Escrever uma história baseada em factos reais ou, escrever ficção baseada em histórias verdadeiras, é um projecto que requer ferramentas especiais. Requer atenção a pormenores, discernimento entre facto e opinião, pesquisa e edição profundas e, flexibilidade e objectividade sobre os factos.
Estas são aquelas ideias que temos, à laia de raio fulminante, e que depressa arquivamos para perseguir depois. Eu sei que o tenho feito…
Pessoalmente, acredito que todas as histórias têm algo de verdadeiramente nosso, do autor do texto. Todas as histórias são contadas a partir da nossa experiência pessoal e, por isso, arrisco dizer que têm algo de pessoal que é intrínseco à nossa realidade particular.
Mas, o que acontece quando queremos contar uma história real, que vivemos, como se fosse uma história puramente ficcional? Ou quando queremos contar uma história verídica, que se passou algures no tempo?
========
> _Exercícios_:
1. Segundo o texto sobre histórias baseadas em factos reais, que tipo de projecto é escrever uma história desse género?
2. Devolva do texto sobre histórias baseadas em factos reais o trecho que vai de "Escrever uma história" até "nossa realidade particular.", inclusive.
3. Explique por que razão, segundo o texto sobre histórias baseadas em factos reais, todas as histórias têm algo de pessoal.
Os registos são material à parte, sem ligação ao texto.
========
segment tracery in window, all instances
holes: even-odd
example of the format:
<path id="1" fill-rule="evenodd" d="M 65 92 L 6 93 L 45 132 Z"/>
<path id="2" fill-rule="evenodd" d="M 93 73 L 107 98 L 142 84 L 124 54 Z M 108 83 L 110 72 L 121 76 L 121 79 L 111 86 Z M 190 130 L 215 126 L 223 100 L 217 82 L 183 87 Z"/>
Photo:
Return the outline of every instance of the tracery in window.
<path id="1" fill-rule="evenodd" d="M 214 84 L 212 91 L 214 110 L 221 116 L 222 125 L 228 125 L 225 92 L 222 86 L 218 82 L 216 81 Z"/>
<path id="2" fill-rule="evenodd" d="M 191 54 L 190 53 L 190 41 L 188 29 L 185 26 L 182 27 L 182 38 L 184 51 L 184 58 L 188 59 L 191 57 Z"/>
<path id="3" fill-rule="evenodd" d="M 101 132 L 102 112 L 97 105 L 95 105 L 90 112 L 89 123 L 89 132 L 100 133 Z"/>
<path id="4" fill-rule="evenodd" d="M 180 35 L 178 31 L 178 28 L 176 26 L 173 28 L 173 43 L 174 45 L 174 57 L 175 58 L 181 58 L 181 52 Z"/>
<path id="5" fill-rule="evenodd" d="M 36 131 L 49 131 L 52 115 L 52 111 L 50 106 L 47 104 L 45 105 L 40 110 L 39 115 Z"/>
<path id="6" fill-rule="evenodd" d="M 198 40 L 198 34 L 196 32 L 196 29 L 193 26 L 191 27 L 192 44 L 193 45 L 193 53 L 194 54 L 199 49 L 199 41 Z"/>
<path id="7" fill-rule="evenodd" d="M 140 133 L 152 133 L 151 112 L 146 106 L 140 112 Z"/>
========
> _Respostas aos exercícios_:
1. É um projecto que requer ferramentas especiais.

2.
Escrever uma história baseada em factos reais ou, escrever ficção baseada em histórias verdadeiras, é um projecto que requer ferramentas especiais. Requer atenção a pormenores, discernimento entre facto e opinião, pesquisa e edição profundas e, flexibilidade e objectividade sobre os factos.
Estas são aquelas ideias que temos, à laia de raio fulminante, e que depressa arquivamos para perseguir depois. Eu sei que o tenho feito…
Pessoalmente, acredito que todas as histórias têm algo de verdadeiramente nosso, do autor do texto. Todas as histórias são contadas a partir da nossa experiência pessoal e, por isso, arrisco dizer que têm algo de pessoal que é intrínseco à nossa realidade particular.

3. Porque todas as histórias são contadas a partir da experiência pessoal de quem as escreve. Por isso têm algo de pessoal que é intrínseco à realidade particular do autor.